• [SELECTED EXCERPT]
──────────────────────────────

BIRMINGHAM, Ala (WIAT) — Jimmy Ware had never been told about the left ventricular assist device—or LVAD–while he was seeing his cardiologist back home. He didn’t know if he would be a good candidate for the mechanical heart pump.
“Up until the last year or so I had been taking medications that had been controlling the symptoms,” he explained. “Over the last year, it gradually got worse. I actually went into some kidney failure, and on May 20th this coming year will be a year that I’ve had the LVAD implant.”
Ware came to UAB’s Kirklin Clinic with a referral from his doctor. He knew that he was likely headed for a heart transplant, but he’s been shocked by how much better he’s felt since getting the LVAD.
“I probably feel better now, physically, than I probably did three or four years ago,” Ware said.
Ware’s story isn’t uncommon. “Now if they can transplant me, I’m what they consider a well-patient,” he said. “I’m not sick or whatever, so my transplant, hopefully, will go better.”
Ware also said, thanks to the LVAD, he’s not in a hurry to get a new heart. He still has no idea how long his wait will be on the transplant list.
“At the beginning, we used to have to keep patients in the hospital if they were waiting for a heart transplant,” said Dr. Salpy Pamboukian, Medical Director of the Mechanical Circulatory Support Device Program. “It could be months. Now we’re able to send patients home. We’ve been able to do that for a long while. They have excellent quality of life. They can go back to pretty normal activities. So they’re able to either wait for a heart transplant at home, or we have patients now who are permanently on the VAD. That’s the way they live–with the device–who are not going to be getting a heart transplant. So that’s pretty incredible for our patients.”
Pamboukian estimates the longest patient that they’ve had living on the LVAD has been around 7 to 8 years. “These are patients that would not have survived, probably, a few months if it wasn’t for the VAD. So it’s just incredible that we’re able to increase their life that long, and not only just to live longer–but to feel so much better.”
The pumps have been around since the 1980’s, however; Pamboukian said they have seen the technology improve tremendously in the last decade. Ward said that most of the time, he doesn’t notice anything out of the ordinary with his pump. “A lot of times I have no pulse,” he shrugged, “but other than that I feel pretty much normal.”

──────────────────────────────

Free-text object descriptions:
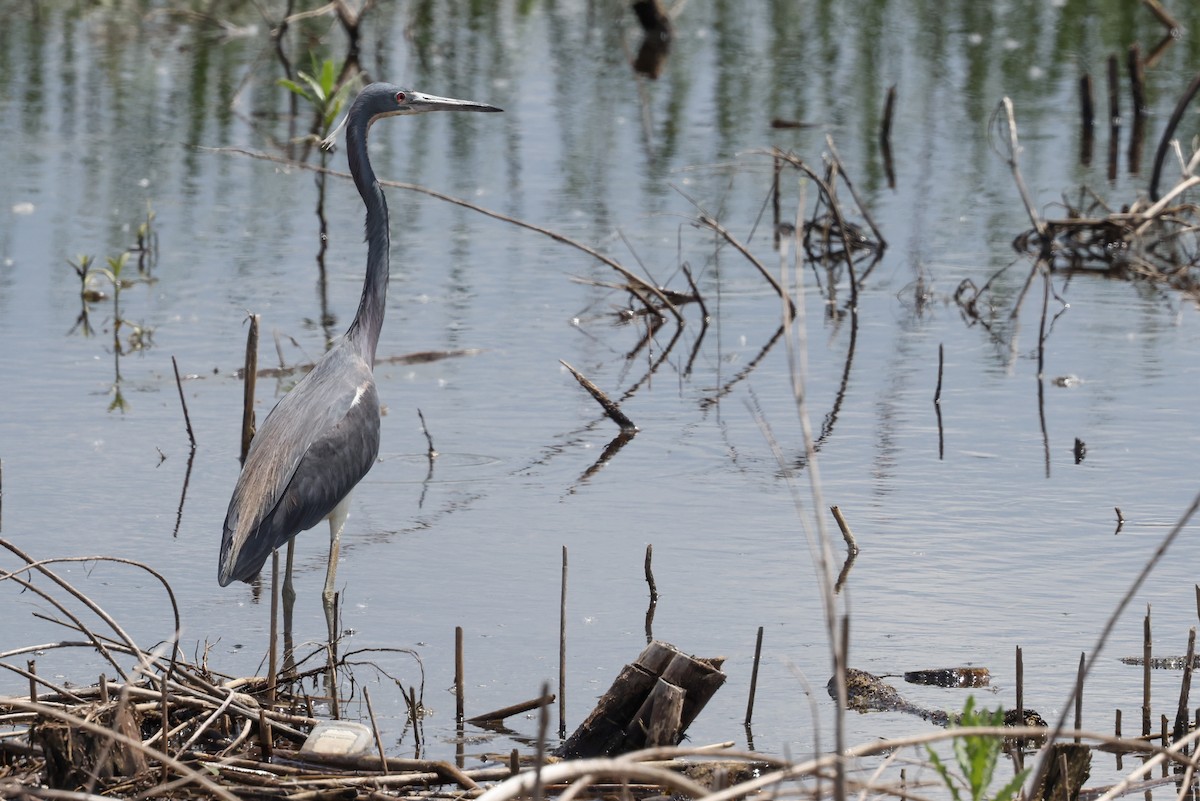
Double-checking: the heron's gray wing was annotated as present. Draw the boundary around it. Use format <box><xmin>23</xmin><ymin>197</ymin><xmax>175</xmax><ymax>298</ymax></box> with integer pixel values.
<box><xmin>218</xmin><ymin>342</ymin><xmax>379</xmax><ymax>586</ymax></box>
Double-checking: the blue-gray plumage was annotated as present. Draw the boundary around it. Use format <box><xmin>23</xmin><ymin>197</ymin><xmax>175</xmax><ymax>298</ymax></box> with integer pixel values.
<box><xmin>217</xmin><ymin>83</ymin><xmax>500</xmax><ymax>625</ymax></box>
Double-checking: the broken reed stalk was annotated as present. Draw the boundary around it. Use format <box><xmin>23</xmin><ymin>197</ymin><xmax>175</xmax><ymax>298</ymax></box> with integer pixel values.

──────────────────────────────

• [ASSIGNED TASK A] Which organizations, facilities, and programs are named in the LVAD article?
• [ASSIGNED TASK B] Continue the LVAD article from where it stops.
The material has no connection to the text.

• [TASK RESULT A]
- WIAT
- UAB's Kirklin Clinic
- the Mechanical Circulatory Support Device Program

• [TASK RESULT B]
“It’s open heart surgery to implant the pump,” Pamboukian explained. “The surgeon puts the pump next to the patient’s own heart, and then there’s a tube that’s placed from the heart to the pump–then another tube to the aorta, which is the main blood vessel in the body. The pump takes over for the circulating function of the left ventricle, and takes the blood out of the heart and pumps it to the body to all of the organs.”
Pamboukian encouraged patients to research their conditions. She said their local doctors might not be able to offer all of the options available these days. “We’re the only center in the state of Alabama that’s putting the devices in,” she said. “So patients who have advanced heart failure-which means the heart muscle is weak, there’s a lot of treatments such as these devices that could really improve people’s quality of life and help them live longer.”
There is also a new device at UAB that can be used when the heart is removed from the body: the total artificial heart. “Right now, the device is only used for patients who are awaiting a heart transplant,” Pamboukian said, “but in the future it’s possible, like with the other type of devices we have, that these might be something we send people home with–to live permanently.”
As for Ward, he said having the LVAD saved his life. “I was, I think, sick enough that I probably wouldn’t be here today if it hadn’t been for this device,” he said.